• やること:
#1 抽出テキストの「昨晩、突然私のかつての患者さんから電話をもらいました。」から「真成長した22歳のアフマド)」までをすべて、「アフマド」を「アハマド」に置き換えて書き直してください。
#2 抽出テキストによると、2008年当時、筆者が勤務していたのはどの病院のどの科か。

═══ 抽出テキスト ═══

成長して故郷を支えるアフマド・ムハンマド

 

昨晩、突然私のかつての患者さんから電話をもらいました。
12年前、私が再生不良性貧血の治療にあたった男の子アフマドからです。

 

2008年当時、私はモスルのイブン・アルアシール病院の小児血液腫瘍科に勤務しており、彼は10歳でした。facebook上でコンタクトをもらった時は、本当に驚きました。(写真左マスクの男の子がアフマド)

 

そもそも彼は22歳の立派な青年になっていましたし、アイコンの写真だけだと誰だかわからなかったからです。電話で彼が当時のことを説明してくれて「あっ!」と思い出しました。(写真成長した22歳のアフマド)

═══ データ一覧 ═══

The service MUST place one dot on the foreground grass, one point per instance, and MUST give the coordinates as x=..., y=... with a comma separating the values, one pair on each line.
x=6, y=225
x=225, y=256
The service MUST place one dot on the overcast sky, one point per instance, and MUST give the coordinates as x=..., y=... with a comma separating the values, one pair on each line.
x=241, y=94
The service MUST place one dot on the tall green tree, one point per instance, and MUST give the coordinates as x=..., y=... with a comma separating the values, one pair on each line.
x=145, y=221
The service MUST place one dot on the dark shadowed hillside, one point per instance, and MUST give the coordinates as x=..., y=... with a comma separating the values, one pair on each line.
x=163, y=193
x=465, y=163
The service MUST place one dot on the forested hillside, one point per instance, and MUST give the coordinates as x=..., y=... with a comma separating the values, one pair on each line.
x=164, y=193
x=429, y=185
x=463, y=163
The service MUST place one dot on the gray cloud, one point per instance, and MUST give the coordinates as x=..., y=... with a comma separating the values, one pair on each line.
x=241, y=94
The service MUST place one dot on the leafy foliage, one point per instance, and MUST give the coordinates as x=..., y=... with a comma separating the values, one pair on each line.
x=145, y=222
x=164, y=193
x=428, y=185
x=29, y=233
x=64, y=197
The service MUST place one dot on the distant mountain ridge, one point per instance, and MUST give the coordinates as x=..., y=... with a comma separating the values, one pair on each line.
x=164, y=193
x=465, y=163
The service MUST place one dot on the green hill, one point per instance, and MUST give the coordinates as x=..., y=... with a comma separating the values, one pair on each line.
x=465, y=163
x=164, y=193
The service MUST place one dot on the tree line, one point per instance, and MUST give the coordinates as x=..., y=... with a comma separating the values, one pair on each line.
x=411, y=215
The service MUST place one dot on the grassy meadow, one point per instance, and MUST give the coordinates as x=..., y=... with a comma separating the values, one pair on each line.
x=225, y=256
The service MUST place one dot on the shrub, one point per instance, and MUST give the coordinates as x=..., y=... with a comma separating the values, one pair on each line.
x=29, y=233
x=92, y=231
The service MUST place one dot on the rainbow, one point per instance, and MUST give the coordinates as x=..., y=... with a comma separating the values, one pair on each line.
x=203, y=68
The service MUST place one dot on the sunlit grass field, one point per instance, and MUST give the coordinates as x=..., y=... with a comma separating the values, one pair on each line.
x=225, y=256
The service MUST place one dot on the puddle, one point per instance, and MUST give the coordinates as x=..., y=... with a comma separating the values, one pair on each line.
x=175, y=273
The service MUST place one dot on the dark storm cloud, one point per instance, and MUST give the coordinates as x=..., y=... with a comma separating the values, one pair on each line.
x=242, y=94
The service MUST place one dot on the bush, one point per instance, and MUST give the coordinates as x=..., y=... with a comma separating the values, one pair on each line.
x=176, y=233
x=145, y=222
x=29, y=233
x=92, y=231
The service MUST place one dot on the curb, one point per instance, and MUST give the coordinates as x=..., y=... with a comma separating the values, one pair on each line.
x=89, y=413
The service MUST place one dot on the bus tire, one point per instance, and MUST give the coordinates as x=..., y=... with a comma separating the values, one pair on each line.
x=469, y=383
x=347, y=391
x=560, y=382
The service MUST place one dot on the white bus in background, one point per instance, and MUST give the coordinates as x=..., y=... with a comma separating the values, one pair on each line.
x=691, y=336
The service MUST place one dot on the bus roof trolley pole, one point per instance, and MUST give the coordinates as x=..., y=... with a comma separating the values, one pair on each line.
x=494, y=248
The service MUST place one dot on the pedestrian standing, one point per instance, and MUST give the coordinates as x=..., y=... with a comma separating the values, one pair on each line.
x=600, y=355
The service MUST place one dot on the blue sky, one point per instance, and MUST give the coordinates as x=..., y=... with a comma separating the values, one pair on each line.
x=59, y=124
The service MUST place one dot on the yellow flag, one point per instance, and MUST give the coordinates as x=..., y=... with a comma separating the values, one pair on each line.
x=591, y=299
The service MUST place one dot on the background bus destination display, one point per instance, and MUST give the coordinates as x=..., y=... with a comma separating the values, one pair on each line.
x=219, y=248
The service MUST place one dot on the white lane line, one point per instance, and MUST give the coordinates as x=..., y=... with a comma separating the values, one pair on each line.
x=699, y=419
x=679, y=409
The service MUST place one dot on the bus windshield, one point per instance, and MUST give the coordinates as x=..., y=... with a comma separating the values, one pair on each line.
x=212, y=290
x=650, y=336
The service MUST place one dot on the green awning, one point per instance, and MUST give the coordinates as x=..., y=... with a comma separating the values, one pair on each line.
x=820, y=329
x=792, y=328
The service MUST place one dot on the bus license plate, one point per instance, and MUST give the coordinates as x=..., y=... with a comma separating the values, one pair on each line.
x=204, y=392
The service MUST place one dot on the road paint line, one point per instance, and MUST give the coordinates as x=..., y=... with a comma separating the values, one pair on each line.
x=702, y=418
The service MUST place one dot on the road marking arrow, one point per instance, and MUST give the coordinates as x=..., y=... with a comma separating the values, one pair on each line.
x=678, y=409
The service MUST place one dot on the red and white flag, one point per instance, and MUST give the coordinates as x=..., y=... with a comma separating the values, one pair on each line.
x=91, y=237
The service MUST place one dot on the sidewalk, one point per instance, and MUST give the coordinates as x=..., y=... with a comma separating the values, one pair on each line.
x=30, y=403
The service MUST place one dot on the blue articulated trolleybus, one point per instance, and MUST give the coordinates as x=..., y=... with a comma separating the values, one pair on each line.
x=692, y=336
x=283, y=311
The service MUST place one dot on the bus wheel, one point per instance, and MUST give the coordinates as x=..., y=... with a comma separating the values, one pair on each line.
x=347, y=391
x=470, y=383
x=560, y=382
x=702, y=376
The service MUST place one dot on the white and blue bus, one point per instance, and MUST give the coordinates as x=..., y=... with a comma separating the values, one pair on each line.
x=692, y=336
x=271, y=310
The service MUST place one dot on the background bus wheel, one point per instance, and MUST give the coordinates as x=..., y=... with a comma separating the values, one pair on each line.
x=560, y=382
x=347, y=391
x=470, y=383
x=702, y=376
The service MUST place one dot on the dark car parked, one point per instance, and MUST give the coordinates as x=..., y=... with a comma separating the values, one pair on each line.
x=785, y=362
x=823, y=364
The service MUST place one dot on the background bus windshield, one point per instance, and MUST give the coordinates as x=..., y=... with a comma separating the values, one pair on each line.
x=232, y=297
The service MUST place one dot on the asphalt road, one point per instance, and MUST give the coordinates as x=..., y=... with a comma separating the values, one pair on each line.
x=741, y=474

═══

• 解答:
#1
昨晩、突然私のかつての患者さんから電話をもらいました。
12年前、私が再生不良性貧血の治療にあたった男の子アハマドからです。

 

2008年当時、私はモスルのイブン・アルアシール病院の小児血液腫瘍科に勤務しており、彼は10歳でした。facebook上でコンタクトをもらった時は、本当に驚きました。(写真左マスクの男の子がアハマド)

 

そもそも彼は22歳の立派な青年になっていましたし、アイコンの写真だけだと誰だかわからなかったからです。電話で彼が当時のことを説明してくれて「あっ!」と思い出しました。(写真成長した22歳のアハマド)

#2 モスルのイブン・アルアシール病院の小児血液腫瘍科。